## WHAT IS EXPECTED
Everything from the line containing "Please put a marker on the light" through the final line of the records must be transcribed verbatim; nothing else belongs in the result.

[Object pointing dataset rows]
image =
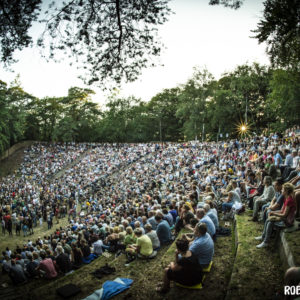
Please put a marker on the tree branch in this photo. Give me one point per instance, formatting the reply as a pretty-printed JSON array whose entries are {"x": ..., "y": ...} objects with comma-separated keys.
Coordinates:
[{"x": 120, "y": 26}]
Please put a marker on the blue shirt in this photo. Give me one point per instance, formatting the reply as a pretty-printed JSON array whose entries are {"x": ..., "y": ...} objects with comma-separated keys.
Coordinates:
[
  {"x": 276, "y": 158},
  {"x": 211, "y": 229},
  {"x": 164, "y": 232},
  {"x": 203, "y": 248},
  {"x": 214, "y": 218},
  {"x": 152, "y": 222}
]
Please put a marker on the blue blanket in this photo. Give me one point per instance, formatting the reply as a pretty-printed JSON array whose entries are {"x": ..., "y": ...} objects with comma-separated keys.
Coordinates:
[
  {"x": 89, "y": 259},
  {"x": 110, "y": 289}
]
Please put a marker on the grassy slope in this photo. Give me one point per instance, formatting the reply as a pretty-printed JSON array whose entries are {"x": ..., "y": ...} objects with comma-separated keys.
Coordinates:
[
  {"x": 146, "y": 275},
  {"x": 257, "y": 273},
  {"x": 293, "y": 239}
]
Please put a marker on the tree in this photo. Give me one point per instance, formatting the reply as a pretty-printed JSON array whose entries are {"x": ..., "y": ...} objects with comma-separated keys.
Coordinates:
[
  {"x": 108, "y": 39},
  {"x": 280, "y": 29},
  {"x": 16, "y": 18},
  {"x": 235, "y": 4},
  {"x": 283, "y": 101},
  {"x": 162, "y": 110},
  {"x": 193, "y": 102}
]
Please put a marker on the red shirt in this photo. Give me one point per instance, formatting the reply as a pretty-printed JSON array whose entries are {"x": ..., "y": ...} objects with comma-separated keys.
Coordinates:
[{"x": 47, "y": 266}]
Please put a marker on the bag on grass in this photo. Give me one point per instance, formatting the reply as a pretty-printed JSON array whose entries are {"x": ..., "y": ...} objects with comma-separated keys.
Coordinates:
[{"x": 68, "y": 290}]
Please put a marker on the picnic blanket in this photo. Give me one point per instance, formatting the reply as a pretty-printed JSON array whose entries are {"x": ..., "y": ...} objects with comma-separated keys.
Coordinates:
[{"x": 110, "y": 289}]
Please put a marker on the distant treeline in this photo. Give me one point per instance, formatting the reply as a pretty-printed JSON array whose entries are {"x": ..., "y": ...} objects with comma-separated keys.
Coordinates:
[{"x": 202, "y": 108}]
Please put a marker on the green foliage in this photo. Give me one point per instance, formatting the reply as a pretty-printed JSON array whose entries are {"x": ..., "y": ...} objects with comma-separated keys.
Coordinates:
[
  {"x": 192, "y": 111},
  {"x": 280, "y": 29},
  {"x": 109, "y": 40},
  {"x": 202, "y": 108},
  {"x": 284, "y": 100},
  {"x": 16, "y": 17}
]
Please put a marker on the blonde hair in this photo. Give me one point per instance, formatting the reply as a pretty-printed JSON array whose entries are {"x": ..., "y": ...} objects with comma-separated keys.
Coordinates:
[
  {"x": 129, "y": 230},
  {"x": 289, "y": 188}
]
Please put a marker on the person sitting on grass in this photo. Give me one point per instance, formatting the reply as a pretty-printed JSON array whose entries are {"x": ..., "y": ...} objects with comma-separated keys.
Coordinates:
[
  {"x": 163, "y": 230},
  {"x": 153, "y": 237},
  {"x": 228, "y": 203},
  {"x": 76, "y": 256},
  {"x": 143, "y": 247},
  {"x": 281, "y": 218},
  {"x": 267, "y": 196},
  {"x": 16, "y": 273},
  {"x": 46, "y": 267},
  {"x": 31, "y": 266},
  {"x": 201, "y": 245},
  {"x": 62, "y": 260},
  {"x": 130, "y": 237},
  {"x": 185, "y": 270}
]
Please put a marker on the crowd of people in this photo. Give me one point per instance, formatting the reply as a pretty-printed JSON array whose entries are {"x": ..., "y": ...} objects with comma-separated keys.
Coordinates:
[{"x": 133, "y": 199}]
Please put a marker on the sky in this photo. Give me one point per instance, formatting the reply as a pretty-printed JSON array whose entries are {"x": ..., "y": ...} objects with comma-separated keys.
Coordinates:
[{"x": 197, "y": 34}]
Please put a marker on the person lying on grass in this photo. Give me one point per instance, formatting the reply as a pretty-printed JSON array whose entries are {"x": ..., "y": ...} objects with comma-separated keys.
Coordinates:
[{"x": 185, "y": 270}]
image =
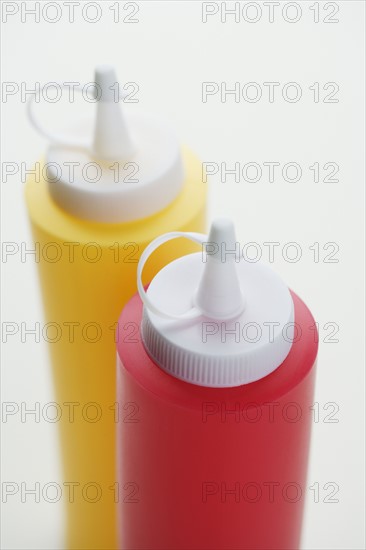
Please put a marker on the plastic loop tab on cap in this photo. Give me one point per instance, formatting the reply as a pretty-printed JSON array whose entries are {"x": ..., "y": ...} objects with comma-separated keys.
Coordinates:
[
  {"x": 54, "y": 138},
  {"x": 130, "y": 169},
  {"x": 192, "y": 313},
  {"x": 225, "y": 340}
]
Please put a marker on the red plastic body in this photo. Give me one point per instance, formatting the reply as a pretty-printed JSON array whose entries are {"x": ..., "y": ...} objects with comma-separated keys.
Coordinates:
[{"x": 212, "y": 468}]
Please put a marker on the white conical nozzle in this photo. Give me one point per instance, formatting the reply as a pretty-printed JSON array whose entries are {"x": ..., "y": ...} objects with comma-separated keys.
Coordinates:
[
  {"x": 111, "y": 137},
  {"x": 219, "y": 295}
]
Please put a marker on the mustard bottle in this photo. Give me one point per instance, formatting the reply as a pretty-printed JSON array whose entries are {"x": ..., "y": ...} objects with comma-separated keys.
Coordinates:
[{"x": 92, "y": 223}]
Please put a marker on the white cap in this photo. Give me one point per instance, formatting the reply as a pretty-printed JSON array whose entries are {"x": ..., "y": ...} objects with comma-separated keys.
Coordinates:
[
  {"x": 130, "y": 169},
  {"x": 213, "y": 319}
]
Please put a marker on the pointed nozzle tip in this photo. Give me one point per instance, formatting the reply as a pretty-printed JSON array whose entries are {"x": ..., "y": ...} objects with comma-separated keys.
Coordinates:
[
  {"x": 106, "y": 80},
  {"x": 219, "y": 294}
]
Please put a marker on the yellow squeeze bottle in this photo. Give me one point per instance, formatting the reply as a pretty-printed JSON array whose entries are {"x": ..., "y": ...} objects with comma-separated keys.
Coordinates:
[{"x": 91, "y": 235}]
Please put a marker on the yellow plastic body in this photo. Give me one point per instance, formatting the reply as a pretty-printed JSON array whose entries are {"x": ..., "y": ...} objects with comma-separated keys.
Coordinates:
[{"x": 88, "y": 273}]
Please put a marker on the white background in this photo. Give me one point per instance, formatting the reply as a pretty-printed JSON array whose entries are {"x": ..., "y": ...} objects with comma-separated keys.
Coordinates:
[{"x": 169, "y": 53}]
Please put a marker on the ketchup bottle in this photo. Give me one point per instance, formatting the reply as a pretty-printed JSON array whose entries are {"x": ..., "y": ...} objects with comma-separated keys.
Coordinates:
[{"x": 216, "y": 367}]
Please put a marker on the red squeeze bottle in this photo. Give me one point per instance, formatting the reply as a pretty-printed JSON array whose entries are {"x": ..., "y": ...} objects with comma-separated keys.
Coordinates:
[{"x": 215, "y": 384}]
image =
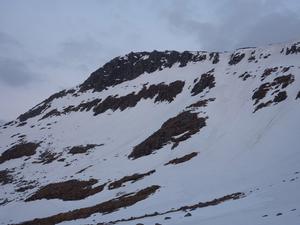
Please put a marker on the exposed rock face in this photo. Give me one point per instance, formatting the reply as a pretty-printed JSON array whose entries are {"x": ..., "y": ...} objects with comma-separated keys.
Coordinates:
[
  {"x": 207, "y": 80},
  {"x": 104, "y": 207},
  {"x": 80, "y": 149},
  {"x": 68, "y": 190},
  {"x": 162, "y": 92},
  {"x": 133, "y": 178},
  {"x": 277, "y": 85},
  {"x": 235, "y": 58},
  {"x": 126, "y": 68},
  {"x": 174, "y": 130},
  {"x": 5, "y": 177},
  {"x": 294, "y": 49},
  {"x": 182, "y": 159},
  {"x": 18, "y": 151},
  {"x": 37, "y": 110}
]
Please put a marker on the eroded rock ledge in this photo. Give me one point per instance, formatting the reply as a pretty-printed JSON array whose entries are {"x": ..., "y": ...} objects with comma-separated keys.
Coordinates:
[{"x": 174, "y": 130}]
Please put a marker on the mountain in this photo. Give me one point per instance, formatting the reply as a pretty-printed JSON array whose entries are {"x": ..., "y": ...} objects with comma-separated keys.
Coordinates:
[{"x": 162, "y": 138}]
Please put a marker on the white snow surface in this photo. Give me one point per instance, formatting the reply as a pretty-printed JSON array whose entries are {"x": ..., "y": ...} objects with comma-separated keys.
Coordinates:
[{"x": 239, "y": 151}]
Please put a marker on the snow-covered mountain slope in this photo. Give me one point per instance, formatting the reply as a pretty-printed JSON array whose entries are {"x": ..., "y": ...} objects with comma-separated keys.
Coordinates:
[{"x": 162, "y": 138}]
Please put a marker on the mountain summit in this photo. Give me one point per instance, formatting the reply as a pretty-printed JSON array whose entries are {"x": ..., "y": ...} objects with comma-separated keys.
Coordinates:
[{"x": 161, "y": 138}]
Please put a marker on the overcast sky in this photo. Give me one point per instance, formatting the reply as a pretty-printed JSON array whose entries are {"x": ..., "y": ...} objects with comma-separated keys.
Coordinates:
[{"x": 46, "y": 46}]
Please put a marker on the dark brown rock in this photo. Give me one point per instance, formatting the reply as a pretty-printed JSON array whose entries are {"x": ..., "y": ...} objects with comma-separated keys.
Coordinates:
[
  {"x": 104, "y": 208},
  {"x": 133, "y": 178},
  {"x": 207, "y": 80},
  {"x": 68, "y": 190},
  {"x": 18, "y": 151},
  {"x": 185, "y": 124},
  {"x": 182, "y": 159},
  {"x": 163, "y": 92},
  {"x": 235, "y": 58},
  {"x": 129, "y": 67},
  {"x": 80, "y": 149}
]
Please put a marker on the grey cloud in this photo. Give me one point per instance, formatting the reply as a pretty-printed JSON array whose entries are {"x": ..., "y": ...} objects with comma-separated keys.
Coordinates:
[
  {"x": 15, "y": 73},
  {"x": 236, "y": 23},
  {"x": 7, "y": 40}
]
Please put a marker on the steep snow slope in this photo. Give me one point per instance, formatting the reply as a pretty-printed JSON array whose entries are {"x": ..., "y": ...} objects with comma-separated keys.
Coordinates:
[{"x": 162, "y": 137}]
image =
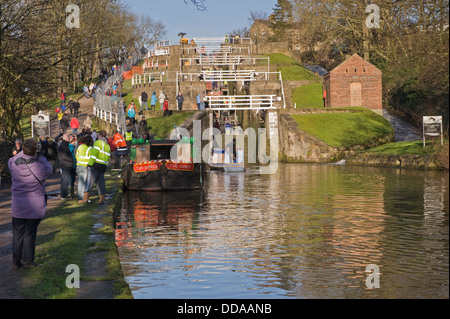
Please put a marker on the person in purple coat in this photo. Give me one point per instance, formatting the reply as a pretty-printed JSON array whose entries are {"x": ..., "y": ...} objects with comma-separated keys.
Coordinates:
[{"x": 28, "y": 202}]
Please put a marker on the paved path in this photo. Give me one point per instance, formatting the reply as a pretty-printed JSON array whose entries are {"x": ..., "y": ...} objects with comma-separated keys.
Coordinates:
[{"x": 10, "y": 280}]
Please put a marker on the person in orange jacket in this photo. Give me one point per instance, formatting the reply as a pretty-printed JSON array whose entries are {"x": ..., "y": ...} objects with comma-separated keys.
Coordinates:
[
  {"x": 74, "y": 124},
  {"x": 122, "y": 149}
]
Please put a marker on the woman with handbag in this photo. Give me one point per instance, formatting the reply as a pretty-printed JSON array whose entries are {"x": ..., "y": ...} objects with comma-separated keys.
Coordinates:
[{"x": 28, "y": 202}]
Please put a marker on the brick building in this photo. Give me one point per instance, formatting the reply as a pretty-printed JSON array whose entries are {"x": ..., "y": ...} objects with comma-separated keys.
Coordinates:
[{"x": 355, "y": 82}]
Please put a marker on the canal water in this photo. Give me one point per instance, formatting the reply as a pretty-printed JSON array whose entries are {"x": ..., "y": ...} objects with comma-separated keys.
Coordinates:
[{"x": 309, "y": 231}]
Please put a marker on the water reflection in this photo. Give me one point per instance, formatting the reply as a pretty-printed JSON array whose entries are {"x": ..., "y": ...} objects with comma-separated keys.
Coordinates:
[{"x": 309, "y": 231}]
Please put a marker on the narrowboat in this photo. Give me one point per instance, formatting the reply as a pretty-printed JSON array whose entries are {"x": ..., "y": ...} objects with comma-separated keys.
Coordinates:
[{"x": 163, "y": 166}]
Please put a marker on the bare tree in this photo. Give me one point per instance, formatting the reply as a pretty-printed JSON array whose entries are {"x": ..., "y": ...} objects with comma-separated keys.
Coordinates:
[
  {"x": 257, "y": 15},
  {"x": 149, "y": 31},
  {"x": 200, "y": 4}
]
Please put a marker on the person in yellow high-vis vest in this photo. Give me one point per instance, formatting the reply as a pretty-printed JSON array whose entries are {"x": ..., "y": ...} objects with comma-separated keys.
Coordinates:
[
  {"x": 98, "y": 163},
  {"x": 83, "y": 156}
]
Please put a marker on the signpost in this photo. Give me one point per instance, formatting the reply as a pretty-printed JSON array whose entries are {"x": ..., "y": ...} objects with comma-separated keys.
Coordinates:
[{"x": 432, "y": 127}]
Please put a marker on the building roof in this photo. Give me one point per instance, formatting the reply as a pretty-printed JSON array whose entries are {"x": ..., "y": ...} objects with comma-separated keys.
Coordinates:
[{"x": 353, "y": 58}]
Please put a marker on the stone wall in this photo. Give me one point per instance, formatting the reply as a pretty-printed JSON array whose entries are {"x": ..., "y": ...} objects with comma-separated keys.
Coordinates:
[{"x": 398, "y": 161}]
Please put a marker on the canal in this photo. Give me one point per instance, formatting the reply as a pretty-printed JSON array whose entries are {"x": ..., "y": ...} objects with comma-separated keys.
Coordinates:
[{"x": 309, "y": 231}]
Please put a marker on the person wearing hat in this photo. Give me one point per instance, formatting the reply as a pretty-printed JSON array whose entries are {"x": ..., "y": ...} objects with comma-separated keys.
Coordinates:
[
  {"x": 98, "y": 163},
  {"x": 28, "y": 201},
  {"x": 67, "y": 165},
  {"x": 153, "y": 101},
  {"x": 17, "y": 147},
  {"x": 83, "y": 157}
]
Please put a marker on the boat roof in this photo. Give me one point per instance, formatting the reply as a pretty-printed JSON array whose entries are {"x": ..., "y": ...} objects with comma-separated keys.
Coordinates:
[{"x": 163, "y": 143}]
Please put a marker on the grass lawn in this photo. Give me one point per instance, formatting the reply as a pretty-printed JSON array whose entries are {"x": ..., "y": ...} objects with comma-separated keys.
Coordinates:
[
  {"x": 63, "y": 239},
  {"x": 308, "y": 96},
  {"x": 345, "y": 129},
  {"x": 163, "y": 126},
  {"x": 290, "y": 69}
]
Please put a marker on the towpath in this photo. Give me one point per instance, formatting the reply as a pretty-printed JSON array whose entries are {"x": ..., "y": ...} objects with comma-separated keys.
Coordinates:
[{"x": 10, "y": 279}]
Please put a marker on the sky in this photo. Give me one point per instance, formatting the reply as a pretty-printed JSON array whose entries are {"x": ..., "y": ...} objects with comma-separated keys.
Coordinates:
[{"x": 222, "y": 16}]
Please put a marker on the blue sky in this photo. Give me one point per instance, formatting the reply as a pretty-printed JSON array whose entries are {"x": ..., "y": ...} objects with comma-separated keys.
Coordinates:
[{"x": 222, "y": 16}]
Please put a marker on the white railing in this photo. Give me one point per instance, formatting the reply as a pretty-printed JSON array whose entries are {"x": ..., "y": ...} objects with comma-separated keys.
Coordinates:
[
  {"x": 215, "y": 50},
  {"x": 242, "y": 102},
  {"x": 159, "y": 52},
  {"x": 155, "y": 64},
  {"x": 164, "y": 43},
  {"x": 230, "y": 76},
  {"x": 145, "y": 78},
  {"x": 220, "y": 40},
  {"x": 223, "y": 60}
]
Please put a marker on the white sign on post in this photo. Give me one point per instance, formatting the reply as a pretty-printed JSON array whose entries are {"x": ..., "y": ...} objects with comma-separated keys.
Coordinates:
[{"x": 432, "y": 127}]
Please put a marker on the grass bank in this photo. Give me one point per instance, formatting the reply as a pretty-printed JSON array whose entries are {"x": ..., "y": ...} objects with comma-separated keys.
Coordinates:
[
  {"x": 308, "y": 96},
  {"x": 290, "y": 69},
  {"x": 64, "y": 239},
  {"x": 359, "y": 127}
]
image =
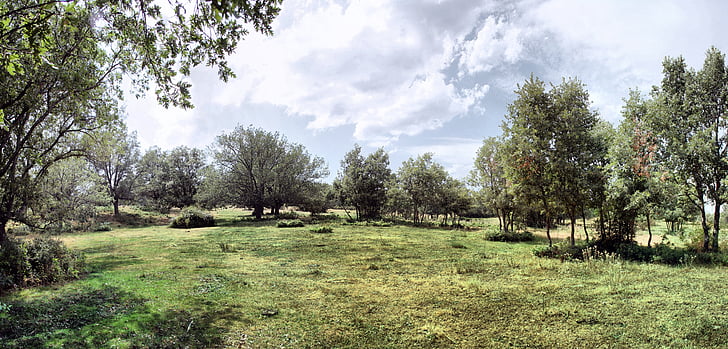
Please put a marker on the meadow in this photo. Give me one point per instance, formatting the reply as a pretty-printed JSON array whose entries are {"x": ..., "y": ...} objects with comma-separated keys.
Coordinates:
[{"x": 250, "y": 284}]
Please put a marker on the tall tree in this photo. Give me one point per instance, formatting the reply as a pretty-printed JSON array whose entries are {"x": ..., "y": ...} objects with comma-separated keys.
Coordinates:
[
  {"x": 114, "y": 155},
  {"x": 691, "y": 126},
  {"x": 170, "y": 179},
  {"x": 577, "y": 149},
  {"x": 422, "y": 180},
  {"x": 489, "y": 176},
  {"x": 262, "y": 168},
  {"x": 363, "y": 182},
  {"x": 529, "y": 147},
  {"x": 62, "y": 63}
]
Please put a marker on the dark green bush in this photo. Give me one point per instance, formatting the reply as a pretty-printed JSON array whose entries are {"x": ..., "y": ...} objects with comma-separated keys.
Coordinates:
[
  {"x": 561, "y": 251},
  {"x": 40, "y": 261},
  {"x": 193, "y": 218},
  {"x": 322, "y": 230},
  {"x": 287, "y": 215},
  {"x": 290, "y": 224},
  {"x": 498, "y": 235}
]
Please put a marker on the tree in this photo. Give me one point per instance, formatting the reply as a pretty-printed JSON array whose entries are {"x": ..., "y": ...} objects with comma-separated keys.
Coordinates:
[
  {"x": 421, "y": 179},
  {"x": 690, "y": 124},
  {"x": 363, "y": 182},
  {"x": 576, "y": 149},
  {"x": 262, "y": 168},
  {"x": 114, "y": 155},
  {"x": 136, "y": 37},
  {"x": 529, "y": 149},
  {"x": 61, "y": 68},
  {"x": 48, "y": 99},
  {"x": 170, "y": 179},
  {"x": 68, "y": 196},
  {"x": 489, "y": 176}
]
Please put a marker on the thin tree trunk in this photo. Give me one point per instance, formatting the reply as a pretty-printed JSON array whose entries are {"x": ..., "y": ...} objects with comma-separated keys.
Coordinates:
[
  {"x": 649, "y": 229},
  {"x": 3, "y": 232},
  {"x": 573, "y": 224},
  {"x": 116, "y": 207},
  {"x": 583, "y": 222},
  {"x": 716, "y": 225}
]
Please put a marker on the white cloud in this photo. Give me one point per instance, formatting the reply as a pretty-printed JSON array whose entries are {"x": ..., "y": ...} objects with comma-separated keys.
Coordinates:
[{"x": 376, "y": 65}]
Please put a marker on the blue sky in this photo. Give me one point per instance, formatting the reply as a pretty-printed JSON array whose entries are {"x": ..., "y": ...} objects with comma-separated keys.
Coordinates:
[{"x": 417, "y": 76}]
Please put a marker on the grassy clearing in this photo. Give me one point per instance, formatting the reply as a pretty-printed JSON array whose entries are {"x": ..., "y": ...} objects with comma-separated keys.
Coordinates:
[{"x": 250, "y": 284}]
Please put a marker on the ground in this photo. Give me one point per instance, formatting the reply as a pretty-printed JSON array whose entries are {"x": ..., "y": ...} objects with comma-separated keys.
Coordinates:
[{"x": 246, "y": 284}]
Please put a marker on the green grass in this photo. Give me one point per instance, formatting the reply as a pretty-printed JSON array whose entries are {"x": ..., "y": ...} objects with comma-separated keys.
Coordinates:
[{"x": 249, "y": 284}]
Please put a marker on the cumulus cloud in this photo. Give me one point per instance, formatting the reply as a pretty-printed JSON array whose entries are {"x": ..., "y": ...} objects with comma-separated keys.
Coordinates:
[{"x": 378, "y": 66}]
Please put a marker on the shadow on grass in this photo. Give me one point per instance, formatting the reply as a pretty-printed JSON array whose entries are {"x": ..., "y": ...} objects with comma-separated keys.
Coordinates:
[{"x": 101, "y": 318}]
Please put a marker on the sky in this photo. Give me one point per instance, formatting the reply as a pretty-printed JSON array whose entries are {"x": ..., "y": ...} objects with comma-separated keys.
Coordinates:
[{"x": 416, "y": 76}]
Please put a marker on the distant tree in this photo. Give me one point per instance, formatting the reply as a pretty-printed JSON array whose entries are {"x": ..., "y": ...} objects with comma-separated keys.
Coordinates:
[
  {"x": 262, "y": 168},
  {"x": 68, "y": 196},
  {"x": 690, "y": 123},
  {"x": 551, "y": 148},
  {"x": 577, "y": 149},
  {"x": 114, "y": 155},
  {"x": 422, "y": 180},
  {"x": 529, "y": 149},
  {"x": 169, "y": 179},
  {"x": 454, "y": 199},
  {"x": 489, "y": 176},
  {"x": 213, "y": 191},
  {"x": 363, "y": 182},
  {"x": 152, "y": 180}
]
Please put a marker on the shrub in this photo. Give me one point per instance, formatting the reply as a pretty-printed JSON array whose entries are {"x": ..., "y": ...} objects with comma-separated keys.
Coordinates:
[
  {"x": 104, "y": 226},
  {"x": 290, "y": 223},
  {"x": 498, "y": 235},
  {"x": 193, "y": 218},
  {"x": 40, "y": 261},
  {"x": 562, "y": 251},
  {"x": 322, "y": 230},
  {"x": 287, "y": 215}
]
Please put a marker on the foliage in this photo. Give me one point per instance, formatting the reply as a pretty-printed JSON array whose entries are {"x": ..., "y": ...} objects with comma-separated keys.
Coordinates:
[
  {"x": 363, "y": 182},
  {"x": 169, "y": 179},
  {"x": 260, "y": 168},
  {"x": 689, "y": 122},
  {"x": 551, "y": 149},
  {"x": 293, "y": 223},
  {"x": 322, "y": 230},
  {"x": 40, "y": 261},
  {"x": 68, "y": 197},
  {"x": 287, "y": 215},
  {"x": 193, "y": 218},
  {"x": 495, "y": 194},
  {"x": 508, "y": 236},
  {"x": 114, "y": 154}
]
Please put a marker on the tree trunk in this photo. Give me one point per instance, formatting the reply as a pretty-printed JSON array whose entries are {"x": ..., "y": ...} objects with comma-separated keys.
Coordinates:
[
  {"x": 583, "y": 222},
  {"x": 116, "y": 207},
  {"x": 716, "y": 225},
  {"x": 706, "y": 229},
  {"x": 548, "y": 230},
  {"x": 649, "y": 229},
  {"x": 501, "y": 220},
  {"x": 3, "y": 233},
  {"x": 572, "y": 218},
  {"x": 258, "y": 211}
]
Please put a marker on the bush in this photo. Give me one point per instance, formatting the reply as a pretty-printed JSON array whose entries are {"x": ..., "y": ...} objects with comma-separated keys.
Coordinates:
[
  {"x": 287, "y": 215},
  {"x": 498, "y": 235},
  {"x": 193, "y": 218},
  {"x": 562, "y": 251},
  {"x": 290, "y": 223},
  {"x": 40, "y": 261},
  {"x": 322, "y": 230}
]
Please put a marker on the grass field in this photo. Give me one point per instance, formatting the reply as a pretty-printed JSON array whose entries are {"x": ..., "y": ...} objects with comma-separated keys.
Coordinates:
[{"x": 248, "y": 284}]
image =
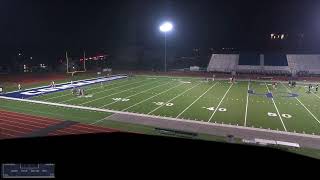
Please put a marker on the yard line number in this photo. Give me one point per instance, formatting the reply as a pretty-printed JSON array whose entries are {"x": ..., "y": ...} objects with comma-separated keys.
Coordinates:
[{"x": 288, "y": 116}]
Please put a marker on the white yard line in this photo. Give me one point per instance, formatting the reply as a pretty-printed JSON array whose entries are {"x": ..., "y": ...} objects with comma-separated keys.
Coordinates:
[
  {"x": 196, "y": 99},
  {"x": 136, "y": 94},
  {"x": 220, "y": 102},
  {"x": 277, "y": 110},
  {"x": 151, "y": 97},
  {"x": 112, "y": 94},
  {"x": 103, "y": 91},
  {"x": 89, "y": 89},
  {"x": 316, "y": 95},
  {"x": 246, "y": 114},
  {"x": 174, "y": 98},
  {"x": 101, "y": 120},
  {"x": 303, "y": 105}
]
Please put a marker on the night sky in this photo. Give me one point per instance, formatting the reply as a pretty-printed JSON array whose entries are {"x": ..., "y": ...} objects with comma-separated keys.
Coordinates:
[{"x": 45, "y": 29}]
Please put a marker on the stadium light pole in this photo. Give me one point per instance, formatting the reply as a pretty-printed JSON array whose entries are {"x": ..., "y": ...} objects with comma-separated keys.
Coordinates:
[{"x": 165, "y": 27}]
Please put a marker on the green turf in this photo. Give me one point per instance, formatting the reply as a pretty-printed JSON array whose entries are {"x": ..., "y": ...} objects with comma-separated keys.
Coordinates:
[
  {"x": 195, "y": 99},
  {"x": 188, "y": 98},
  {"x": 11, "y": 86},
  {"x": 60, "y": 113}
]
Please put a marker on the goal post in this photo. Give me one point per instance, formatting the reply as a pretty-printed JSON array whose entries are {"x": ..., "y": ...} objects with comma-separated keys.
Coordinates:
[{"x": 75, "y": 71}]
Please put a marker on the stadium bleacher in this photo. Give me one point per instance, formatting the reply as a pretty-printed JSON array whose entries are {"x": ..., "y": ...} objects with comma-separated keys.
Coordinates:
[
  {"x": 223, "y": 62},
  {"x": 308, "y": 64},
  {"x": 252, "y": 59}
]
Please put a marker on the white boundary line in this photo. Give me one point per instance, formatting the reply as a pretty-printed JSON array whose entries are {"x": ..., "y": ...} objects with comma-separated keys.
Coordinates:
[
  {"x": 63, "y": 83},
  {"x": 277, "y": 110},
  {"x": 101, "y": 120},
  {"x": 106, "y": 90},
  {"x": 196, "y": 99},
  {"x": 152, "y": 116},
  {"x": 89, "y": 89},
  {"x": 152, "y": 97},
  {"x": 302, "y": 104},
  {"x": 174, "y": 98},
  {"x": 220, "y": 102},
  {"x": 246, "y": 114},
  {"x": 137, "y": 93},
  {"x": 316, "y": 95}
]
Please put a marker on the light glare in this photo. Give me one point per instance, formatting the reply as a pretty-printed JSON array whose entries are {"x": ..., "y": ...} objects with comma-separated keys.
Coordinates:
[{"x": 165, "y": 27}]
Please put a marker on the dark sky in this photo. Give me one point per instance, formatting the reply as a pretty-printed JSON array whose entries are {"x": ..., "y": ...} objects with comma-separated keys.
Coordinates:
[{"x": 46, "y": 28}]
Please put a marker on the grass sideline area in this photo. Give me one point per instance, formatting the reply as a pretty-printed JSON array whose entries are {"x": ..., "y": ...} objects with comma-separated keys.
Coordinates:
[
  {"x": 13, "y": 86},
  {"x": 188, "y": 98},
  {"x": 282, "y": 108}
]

## SOLUTION TO THE EXERCISE
Please put a marker on the light glare in this photo. Give me one point per instance, formatting the reply as a pretty-printed JSON array whose entries are {"x": ..., "y": ...} objects with comma-separated keys.
Coordinates:
[{"x": 165, "y": 27}]
Please put a marker on the dark sky in this photo. Give me one point per instance, formatting the reply as a pretty-printed JSON array whose entries are {"x": ..., "y": ...} objects with comma-separated keys.
Coordinates:
[{"x": 46, "y": 28}]
Please put a marker on the grass sideline area in this photo. Give me one point per instance, formatting the reply as a pretty-printed JSON array whose entries are {"x": ..., "y": ...} objects with comma-separated keys.
Coordinates:
[
  {"x": 13, "y": 86},
  {"x": 188, "y": 98},
  {"x": 282, "y": 108}
]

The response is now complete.